## Quoted passage
Call: © 08813907089 E-mail ID: ijraset@gmail.com

### International Journal for Research in Applied Science & Engineering Technology (IJRASET)

## A High Speed FPGA Implementation of an ECSMA-Based Elliptic Curve Crypto Processor

P. Ravikumar<sup>1</sup>, K.Giri<sup>2</sup>

<sup>1</sup>PG Scholar, ME (VLSI DESIGN), <sup>2</sup>Assistant Professor, Department ECE, Mahendra Engineering College, Namakkal, Tamilnadu, India.

Abstract-- Elliptic Curve Cryptography (ECC), which allows smaller key length as compared to conventional public key cryptosystems, has become a very attractive choice in wireless mobile communication technology and personal communication systems. Any cryptosystem requires a very quick computation in very short time to get an optimal efficiency. One of the options could be to implement the overall cryptosystem into FPGA to reduce the execution time dramatically to pledge the efficiency. In this research, the ECC encryption engine has been implemented in Field Programmable Gate Arrays (FPGA) for two different key sizes, which are 131 bits and 163 bits. The cryptosystem, which has been implemented on Altera's EPF10K200SBC600-1, has taken 5945 and 6913 logic cells out of 9984 for the key sizes of 131 bits and 163 bits respectively with an operating frequency 43 MHz, and performs point multiplication operation in 11.3 ms and 14.9 ms for 131 bits and 163 bits implementation respectively. In terms of speed, the cryptosystem implemented on FPGA is 8 times faster than the software implementation of the same system.

Key words: Encryption, DES, 3DES, FPGA, synthesis, hardware.

Referring expression data
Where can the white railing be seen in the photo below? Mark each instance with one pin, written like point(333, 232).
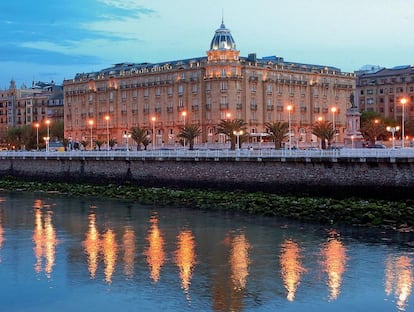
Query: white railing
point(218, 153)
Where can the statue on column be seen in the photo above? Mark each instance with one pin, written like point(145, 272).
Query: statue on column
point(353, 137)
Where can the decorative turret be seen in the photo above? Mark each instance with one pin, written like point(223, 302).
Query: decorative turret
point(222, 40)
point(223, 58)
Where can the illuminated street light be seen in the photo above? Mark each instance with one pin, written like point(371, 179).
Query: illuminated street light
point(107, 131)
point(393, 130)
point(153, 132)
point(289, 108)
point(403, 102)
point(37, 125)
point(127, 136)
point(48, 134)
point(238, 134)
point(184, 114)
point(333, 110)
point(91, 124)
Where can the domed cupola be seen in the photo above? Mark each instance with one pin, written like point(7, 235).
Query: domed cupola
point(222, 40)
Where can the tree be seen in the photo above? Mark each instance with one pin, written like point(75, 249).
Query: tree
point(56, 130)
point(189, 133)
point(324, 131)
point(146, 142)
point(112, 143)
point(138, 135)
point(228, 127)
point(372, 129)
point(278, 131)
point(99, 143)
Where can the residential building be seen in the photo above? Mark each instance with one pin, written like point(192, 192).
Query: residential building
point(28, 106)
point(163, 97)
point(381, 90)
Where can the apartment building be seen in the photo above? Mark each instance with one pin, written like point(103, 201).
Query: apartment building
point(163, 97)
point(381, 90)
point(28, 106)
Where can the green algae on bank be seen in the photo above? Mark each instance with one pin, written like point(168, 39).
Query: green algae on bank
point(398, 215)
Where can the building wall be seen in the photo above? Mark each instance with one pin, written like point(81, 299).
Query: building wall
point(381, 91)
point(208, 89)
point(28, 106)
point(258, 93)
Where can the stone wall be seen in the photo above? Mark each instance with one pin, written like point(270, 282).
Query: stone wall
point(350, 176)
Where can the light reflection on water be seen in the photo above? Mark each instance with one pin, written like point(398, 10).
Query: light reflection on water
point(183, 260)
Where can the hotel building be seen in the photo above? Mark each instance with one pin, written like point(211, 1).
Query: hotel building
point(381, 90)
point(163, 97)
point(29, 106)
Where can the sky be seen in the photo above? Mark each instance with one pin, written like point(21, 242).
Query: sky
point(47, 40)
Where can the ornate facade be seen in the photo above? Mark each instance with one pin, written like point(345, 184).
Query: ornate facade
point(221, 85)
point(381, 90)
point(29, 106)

## Questions
A - According to the abstract on the FPGA elliptic curve crypto processor, how much faster is the FPGA implementation than the software implementation of the same system?
B - Please carry the FPGA elliptic curve crypto processor paper forward from its key words line, beginning with the next section.

## Answers for each item
A - It is 8 times faster.

B -
#### I. INTRODUCTION

The Internet revolution in the last decade has enabled the success of e-commerce or electronic commerce over the world. The initial idea of e-commerce involves the conducting of business communication and transaction over remote computers. However, with the advent of new technology, e-commerce may no longer be limited to the use of computers, but involves small devices such as PDA, mobile phones, palmtop, and smartcard. The emergence of electronic commerce over the small devices implies that there is a greater need for faster and more secure transaction. Conventional public key cryptosystem such as RSA, Elgamal, and DSA may no longer be flexible to be implemented on these small, memory-constrained devices. This is because these cryptosystems require a relatively long key length (> 500 bits) to be intractable (Harper et al., 1992). The candidate remains is the Elliptic Curve Cryptosystem (ECC), which was first proposed by Miller (1986) and later by Koblitez (1987). ECC can be built with relatively shorter operand length of 130 to 200 bits as compared to RSA, which needs operands of 500 to 1024 bits (Guajardo, 1996).

This attractive feature makes ECC applicable in hardware-constrained environments such as hand phones and smartcards. Moreover, ECC is proven secured against known attacks, as there are no sub-exponential time algorithms to attack cryptosystems in this group (Menezes et al., 1993). ECC is currently standardized by IEEE standards committee (IEEE, 2000). ECC has short key length with high cryptographic strength as compared to RSA, DSA and Elgamal (Mazzeo et al., 2003; Swarup et al., 2004). There is no known Index Calculus Algorithm attack to the setting of ECC, while the RSA suffers from differential attack (Douglas, 2006). ECC hardware implementation use lesser transistor. Currently implementation of 155 bits ECC has been reported which uses only 11,000 transistors as compared to RSA 512-bits implantation, which used 50,000.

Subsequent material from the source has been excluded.